### 所给摘录
--------------------------------------------------

这个时候,Cassandra中就已经有3条数据了。
其中插入数据的各个字段含义如下:
image
接下来,我们执行查询操作:
cassandra> get Keyspace1.Standard1['jsmith']
(column=age, value=42; timestamp=1249930062801)
(column=first, value=John; timestamp=1249930053103)
(column=last, value=Smith; timestamp=1249930058345)
Returned 3 rows.
这样,我们就可以将之前插入的数据查询出来了。
排序
有一点需要明确,我们使用Cassandra的时候,数据在写入的时候就已经排好顺序了。
在某一个Key内的所有Column都是按照它的Name来排序的。我们可以在storage-conf.xml文件中指定排序的类型。
目前Cassandra提供的排序类型有:BytesType, UTF8Type,LexicalUUIDType, TimeUUIDType, AsciiType,和LongType。
现在假设你的原始数据如下:
{name: 123, value: "hello there"},
{name: 832416, value: "kjjkbcjkcbbd"},
{name: 3, value: "101010101010"},
{name: 976, value: "kjjkbcjkcbbd"}
当我们storage-conf.xml文件中指定排序的类型为LongType时:
排序后的数据就是这样的:
{name: 3, value: "101010101010"},
{name: 123, value: "hello there"},
{name: 976, value: "kjjkbcjkcbbd"},
{name: 832416, value: "kjjkbcjkcbbd"}
如果我们指定排序的类型为UTF8Type
排序后的数据就是这样的:
{name: 123, value: "hello there"},
{name: 3, value: "101010101010"},
{name: 832416, value: "kjjkbcjkcbbd"},
{name: 976, value: "kjjkbcjkcbbd"}
大家可以看到,指定的排序类型不一样,排序的结果也是完全不同的。
对于SuperColumn,我们有一个额外的排序维度,所以我们可以指定CompareSubcolumnsWith来进行另一个维度的排序类型。
假设我们的原始数据如下:
{ // first SuperColumn from a Row
name: "workAddress",
// and the columns within it
value: {
street: {name: "street", value: "1234 x street"},
city: {name: "city", value: "san francisco"},
zip: {name: "zip", value: "94107"}
}
},
{ // another SuperColumn from same Row
name: "homeAddress",
// and the columns within it
value: {
street: {name: "street", value: "1234 x street"},
city: {name: "city", value: "san francisco"},
zip: {name: "zip", value: "94107"}
}
}
然后我们定义CompareSubcolumnsWith和CompareWith的排序类型都是UTF8Type,那么排序后的结果为:
{
// this one's first b/c when treated as UTF8 strings
{ // another SuperColumn from same Row
// This Row comes first b/c "homeAddress" is before "workAddress"

--------------------------------------------------

### 工作数据
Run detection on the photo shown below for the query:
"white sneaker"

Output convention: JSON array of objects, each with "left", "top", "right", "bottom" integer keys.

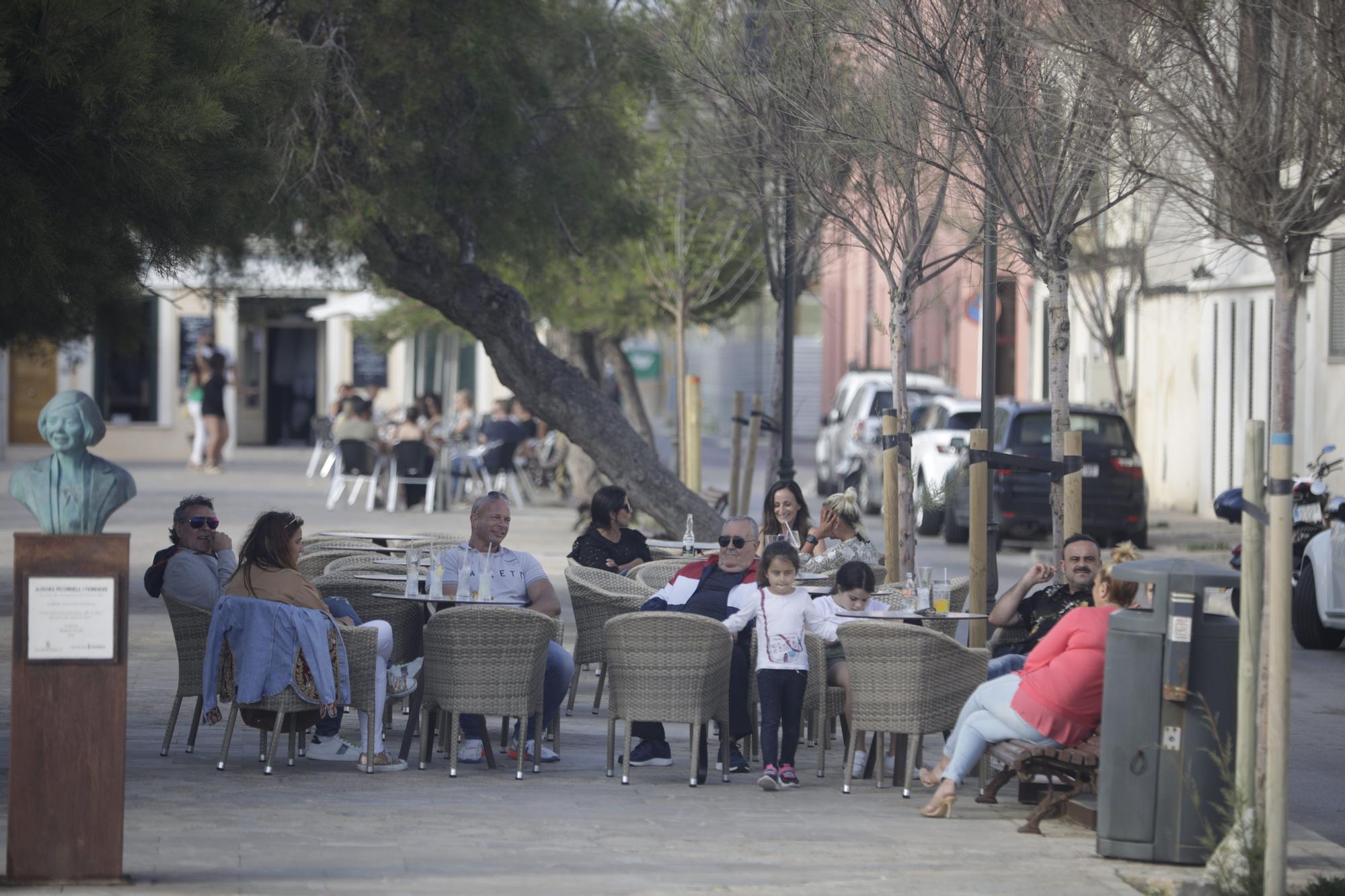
[
  {"left": 457, "top": 737, "right": 486, "bottom": 764},
  {"left": 304, "top": 735, "right": 359, "bottom": 763}
]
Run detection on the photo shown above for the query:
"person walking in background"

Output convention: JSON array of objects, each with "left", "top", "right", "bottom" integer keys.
[
  {"left": 183, "top": 348, "right": 208, "bottom": 470},
  {"left": 200, "top": 351, "right": 229, "bottom": 474},
  {"left": 724, "top": 541, "right": 837, "bottom": 790}
]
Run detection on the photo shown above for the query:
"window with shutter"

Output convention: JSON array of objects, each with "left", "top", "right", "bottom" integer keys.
[{"left": 1326, "top": 239, "right": 1345, "bottom": 358}]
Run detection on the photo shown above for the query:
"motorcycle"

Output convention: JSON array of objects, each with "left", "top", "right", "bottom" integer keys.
[{"left": 1215, "top": 445, "right": 1345, "bottom": 584}]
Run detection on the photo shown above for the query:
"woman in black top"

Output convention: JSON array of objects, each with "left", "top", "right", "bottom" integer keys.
[
  {"left": 200, "top": 351, "right": 229, "bottom": 473},
  {"left": 569, "top": 486, "right": 654, "bottom": 573}
]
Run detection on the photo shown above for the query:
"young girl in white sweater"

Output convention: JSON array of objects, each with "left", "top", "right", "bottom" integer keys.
[{"left": 724, "top": 541, "right": 837, "bottom": 790}]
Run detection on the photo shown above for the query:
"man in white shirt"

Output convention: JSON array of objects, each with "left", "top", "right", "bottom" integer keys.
[{"left": 440, "top": 491, "right": 574, "bottom": 763}]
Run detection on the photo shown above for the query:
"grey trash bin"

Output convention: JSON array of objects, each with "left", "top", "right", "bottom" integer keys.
[{"left": 1098, "top": 560, "right": 1239, "bottom": 865}]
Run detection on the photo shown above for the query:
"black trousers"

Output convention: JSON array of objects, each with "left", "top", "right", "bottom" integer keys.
[
  {"left": 757, "top": 669, "right": 808, "bottom": 768},
  {"left": 631, "top": 639, "right": 753, "bottom": 740}
]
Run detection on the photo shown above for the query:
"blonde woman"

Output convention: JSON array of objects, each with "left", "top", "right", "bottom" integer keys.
[
  {"left": 920, "top": 541, "right": 1139, "bottom": 818},
  {"left": 799, "top": 489, "right": 878, "bottom": 573}
]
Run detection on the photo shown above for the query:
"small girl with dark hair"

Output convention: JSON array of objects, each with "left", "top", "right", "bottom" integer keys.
[
  {"left": 724, "top": 541, "right": 837, "bottom": 790},
  {"left": 569, "top": 486, "right": 654, "bottom": 576},
  {"left": 814, "top": 560, "right": 897, "bottom": 775}
]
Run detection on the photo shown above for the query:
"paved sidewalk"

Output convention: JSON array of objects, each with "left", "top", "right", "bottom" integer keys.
[{"left": 0, "top": 450, "right": 1345, "bottom": 896}]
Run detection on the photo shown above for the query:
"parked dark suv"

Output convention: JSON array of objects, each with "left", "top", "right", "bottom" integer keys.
[{"left": 944, "top": 403, "right": 1149, "bottom": 548}]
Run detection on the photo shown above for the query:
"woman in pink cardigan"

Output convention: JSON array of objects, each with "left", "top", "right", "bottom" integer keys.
[{"left": 920, "top": 541, "right": 1139, "bottom": 818}]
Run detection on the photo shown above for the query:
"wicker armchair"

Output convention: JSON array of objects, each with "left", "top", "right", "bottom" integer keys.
[
  {"left": 420, "top": 607, "right": 557, "bottom": 780},
  {"left": 320, "top": 555, "right": 405, "bottom": 579},
  {"left": 635, "top": 557, "right": 695, "bottom": 594},
  {"left": 565, "top": 567, "right": 654, "bottom": 716},
  {"left": 839, "top": 622, "right": 990, "bottom": 797},
  {"left": 299, "top": 549, "right": 358, "bottom": 580},
  {"left": 159, "top": 592, "right": 223, "bottom": 756},
  {"left": 215, "top": 613, "right": 378, "bottom": 775},
  {"left": 603, "top": 614, "right": 733, "bottom": 787},
  {"left": 313, "top": 571, "right": 425, "bottom": 666}
]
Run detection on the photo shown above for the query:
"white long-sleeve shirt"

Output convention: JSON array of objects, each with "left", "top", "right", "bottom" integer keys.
[{"left": 724, "top": 584, "right": 837, "bottom": 671}]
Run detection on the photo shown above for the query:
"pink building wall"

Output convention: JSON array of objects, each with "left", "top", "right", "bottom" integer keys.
[{"left": 819, "top": 229, "right": 1033, "bottom": 407}]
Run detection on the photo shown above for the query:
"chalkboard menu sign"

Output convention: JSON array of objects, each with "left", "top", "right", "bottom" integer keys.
[
  {"left": 178, "top": 317, "right": 215, "bottom": 386},
  {"left": 350, "top": 336, "right": 387, "bottom": 387}
]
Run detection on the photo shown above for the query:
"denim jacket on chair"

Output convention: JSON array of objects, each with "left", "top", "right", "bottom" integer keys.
[{"left": 202, "top": 595, "right": 350, "bottom": 716}]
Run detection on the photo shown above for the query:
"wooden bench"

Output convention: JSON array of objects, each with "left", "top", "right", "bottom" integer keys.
[{"left": 976, "top": 735, "right": 1099, "bottom": 834}]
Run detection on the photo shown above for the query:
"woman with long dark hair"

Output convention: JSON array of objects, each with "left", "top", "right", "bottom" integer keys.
[
  {"left": 569, "top": 486, "right": 654, "bottom": 575},
  {"left": 225, "top": 510, "right": 414, "bottom": 771},
  {"left": 761, "top": 479, "right": 812, "bottom": 549}
]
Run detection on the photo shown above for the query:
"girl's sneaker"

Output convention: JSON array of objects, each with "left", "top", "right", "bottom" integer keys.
[{"left": 757, "top": 766, "right": 780, "bottom": 790}]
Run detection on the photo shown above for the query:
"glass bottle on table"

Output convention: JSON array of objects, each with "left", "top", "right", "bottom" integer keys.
[{"left": 402, "top": 548, "right": 420, "bottom": 598}]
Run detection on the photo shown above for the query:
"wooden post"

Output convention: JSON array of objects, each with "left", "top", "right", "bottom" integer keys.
[
  {"left": 877, "top": 407, "right": 898, "bottom": 581},
  {"left": 1263, "top": 432, "right": 1294, "bottom": 896},
  {"left": 683, "top": 375, "right": 701, "bottom": 494},
  {"left": 729, "top": 389, "right": 744, "bottom": 517},
  {"left": 5, "top": 533, "right": 130, "bottom": 884},
  {"left": 967, "top": 429, "right": 990, "bottom": 647},
  {"left": 1064, "top": 429, "right": 1084, "bottom": 538},
  {"left": 738, "top": 395, "right": 761, "bottom": 509},
  {"left": 1233, "top": 419, "right": 1266, "bottom": 815}
]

--------------------------------------------------

### 练习 1
所给摘录中,为什么对于SuperColumn还可以指定CompareSubcolumnsWith?请用一到三句话回答。
### 练习 2
记录中哪些行含有字符串"girl"?请逐行完整列出,大小写必须一致。

### 任务答案 1
因为SuperColumn多了一个额外的排序维度,所以可以通过指定CompareSubcolumnsWith来设定这另一个维度的排序类型。

### 任务答案 2
"young girl in white sweater"
"small girl with dark hair"
"girl's sneaker"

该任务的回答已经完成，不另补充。